Point placement records:
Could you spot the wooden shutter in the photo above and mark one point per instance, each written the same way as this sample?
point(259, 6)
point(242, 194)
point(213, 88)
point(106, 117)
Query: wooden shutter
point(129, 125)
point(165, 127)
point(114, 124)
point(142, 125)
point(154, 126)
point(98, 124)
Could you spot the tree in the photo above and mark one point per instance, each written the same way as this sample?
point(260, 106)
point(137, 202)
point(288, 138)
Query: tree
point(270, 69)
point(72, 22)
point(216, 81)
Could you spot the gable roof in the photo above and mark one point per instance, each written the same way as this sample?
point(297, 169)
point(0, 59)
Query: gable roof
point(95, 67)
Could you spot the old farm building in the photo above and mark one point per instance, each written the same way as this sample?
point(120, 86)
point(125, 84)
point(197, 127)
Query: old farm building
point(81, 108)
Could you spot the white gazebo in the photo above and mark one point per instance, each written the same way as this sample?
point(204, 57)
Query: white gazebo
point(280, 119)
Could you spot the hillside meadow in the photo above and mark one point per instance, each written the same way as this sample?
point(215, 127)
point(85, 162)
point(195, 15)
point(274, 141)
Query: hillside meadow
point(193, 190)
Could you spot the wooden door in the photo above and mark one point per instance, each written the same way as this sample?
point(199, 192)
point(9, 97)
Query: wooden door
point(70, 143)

* [WORK REQUIRED]:
Turn the lines above, from the one containing "Could you spot the old" through the one containing "point(193, 190)", into a numbered list with blank lines omitted.

* [SOLUTION FOR THIS PROBLEM]:
1. Could you spot the old farm building in the photo above and mark one point per instance, each written the same way as this sample?
2. point(120, 86)
3. point(125, 84)
4. point(197, 127)
5. Query: old farm building
6. point(81, 108)
7. Could you spot the white gazebo in the photo above and mark one point per instance, each written the same way as this sample?
8. point(204, 57)
9. Query: white gazebo
10. point(280, 119)
11. Could you spot the hillside meadow in the photo above and mark one point per instance, each written the same way as this sample?
12. point(215, 127)
13. point(85, 162)
14. point(195, 15)
15. point(274, 141)
16. Query: hillside meadow
17. point(193, 190)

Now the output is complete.